> **Available records**:
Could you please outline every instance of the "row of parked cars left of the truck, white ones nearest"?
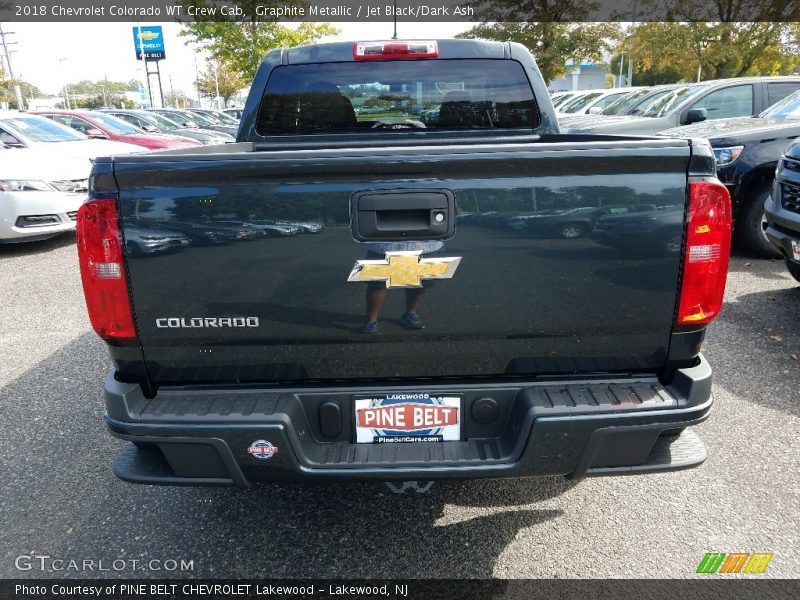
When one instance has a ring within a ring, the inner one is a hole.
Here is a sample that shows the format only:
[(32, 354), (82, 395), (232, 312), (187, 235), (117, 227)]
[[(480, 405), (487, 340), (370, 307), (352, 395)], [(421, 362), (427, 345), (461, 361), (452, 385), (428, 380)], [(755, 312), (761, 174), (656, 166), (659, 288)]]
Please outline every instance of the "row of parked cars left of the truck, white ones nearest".
[(241, 112), (230, 111), (0, 111), (0, 243), (73, 229), (96, 156), (234, 141)]

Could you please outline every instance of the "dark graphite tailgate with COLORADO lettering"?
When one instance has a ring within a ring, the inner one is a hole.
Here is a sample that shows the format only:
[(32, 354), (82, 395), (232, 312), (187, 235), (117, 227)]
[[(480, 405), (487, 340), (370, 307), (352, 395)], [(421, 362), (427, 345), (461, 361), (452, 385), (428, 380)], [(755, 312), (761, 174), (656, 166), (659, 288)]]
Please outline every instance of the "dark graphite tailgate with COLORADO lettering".
[[(560, 137), (115, 159), (149, 378), (657, 371), (678, 295), (691, 147)], [(386, 262), (386, 248), (405, 247), (406, 230), (400, 219), (393, 237), (356, 241), (351, 201), (393, 190), (452, 193), (455, 233), (424, 257), (460, 262), (449, 279), (421, 280), (424, 329), (401, 325), (398, 288), (379, 332), (365, 334), (376, 284), (348, 276), (356, 261)]]

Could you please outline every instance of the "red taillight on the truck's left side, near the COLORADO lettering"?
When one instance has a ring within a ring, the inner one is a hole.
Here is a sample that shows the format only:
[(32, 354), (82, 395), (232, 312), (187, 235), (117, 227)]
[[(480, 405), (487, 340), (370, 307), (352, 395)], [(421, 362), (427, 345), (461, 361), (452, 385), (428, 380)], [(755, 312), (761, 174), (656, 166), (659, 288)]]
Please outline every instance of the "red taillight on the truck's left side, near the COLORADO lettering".
[(92, 327), (107, 341), (135, 338), (117, 201), (90, 199), (78, 210), (76, 227), (83, 293)]

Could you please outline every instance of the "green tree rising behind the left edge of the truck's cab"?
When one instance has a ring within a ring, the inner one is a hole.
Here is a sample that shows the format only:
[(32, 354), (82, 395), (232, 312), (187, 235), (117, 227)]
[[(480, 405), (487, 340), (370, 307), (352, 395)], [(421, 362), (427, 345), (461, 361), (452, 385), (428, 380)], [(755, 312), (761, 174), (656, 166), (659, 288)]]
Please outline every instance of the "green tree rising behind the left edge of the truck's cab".
[[(184, 4), (200, 6), (206, 3), (204, 0), (184, 0)], [(231, 0), (228, 4), (241, 10), (240, 20), (185, 23), (180, 35), (188, 37), (190, 44), (205, 47), (212, 59), (226, 64), (247, 82), (253, 80), (261, 59), (270, 50), (313, 44), (324, 36), (338, 33), (328, 23), (302, 23), (293, 29), (272, 21), (257, 21), (257, 3), (250, 0)], [(263, 2), (258, 4), (262, 8), (267, 5)]]

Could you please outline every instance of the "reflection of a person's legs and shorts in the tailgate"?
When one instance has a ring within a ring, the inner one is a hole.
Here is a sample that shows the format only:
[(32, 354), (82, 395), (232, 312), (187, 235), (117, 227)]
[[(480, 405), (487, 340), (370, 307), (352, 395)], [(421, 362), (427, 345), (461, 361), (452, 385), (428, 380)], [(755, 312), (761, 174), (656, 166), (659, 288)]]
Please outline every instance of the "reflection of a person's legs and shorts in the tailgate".
[[(400, 250), (413, 250), (422, 252), (425, 257), (434, 252), (441, 252), (444, 248), (442, 242), (372, 242), (367, 244), (367, 260), (381, 260), (386, 252), (397, 252)], [(423, 286), (431, 286), (432, 281), (423, 283)], [(425, 288), (406, 288), (406, 312), (400, 317), (400, 324), (406, 329), (425, 329), (425, 324), (417, 314), (417, 310), (422, 304), (422, 296), (425, 295)], [(361, 329), (363, 333), (378, 333), (378, 318), (386, 302), (389, 290), (386, 284), (381, 281), (371, 281), (367, 284), (367, 322)]]

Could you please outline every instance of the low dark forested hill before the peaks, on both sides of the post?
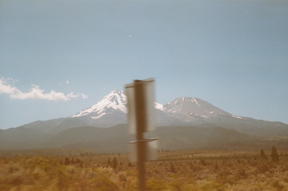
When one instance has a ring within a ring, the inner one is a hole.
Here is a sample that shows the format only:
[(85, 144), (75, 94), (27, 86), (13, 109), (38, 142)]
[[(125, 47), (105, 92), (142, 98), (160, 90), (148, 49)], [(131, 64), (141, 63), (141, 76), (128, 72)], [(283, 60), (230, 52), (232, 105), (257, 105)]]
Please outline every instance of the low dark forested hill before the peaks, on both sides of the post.
[[(77, 135), (77, 136), (76, 136)], [(74, 138), (73, 138), (74, 137)], [(156, 131), (145, 133), (145, 137), (157, 137), (159, 150), (218, 149), (221, 145), (255, 143), (259, 137), (239, 133), (223, 127), (161, 126)], [(126, 125), (110, 128), (81, 127), (58, 133), (52, 141), (61, 148), (85, 147), (102, 152), (129, 152), (128, 142), (135, 135), (127, 135)], [(233, 149), (232, 147), (229, 149)]]

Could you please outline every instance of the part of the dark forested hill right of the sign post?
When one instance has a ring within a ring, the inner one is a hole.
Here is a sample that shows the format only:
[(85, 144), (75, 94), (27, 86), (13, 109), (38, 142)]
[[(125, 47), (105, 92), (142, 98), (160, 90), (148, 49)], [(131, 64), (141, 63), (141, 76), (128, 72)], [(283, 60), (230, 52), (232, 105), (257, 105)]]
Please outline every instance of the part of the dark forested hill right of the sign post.
[(196, 127), (196, 126), (162, 126), (155, 133), (159, 138), (160, 149), (196, 149), (199, 147), (216, 148), (226, 143), (251, 142), (258, 138), (239, 133), (232, 129), (223, 127)]

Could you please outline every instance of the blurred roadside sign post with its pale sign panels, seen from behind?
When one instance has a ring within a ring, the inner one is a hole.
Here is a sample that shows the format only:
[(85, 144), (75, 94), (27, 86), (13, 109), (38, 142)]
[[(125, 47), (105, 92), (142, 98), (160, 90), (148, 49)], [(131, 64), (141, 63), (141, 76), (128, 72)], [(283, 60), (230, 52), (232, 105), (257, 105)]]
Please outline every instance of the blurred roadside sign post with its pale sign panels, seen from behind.
[(128, 133), (136, 134), (130, 143), (130, 161), (138, 162), (139, 190), (145, 190), (145, 161), (156, 160), (157, 139), (144, 139), (144, 133), (156, 126), (154, 78), (134, 80), (125, 86), (128, 103)]

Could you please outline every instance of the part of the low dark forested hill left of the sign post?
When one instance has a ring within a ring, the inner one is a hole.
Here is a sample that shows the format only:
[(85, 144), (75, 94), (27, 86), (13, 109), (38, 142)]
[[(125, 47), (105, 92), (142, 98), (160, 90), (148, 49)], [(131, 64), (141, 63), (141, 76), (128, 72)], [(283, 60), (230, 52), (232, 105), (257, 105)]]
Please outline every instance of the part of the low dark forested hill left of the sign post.
[(128, 152), (128, 142), (135, 139), (127, 134), (127, 125), (109, 128), (78, 127), (58, 133), (51, 141), (62, 149), (89, 148), (106, 153)]

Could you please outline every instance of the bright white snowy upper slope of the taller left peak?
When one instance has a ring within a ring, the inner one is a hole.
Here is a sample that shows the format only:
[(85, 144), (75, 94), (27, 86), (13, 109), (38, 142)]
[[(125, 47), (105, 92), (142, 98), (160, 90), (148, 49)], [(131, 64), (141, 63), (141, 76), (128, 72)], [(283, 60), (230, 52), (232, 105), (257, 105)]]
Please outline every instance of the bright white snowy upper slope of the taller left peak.
[(95, 114), (92, 116), (92, 119), (101, 118), (105, 113), (105, 110), (108, 108), (113, 108), (115, 110), (120, 110), (124, 113), (127, 113), (127, 103), (126, 103), (126, 94), (124, 91), (114, 90), (111, 91), (107, 96), (105, 96), (101, 101), (93, 105), (88, 109), (84, 109), (74, 116), (71, 117), (80, 117), (86, 116), (88, 114)]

> **Your objective**:
Lines before the one containing "left of the sign post." are left out. Repeat that line and all lines after it in the records above exactly.

> **Written answer**:
Please outline every instance of the part of the low dark forested hill left of the sign post.
[(128, 152), (128, 142), (135, 139), (127, 134), (127, 125), (109, 128), (78, 127), (58, 133), (51, 141), (62, 149), (89, 148), (106, 153)]

Could you please outline every instance of the bright white snowy upper slope of the taller left peak?
When one instance has a ring within a ring, the inner one is a hole.
Here is a sample that shows the format only:
[(85, 144), (75, 94), (27, 86), (13, 109), (38, 142)]
[[(125, 47), (105, 92), (142, 98), (160, 90), (148, 49)], [(131, 64), (141, 63), (141, 76), (128, 72)], [(283, 60), (230, 52), (232, 105), (257, 105)]]
Please outline every instance of the bright white snowy upper slope of the taller left peak.
[(95, 114), (92, 116), (92, 119), (101, 118), (105, 113), (105, 110), (108, 108), (113, 108), (115, 110), (120, 110), (124, 113), (127, 113), (127, 103), (126, 103), (126, 94), (124, 91), (114, 90), (111, 91), (107, 96), (105, 96), (101, 101), (93, 105), (88, 109), (84, 109), (74, 116), (71, 117), (80, 117), (86, 116), (88, 114)]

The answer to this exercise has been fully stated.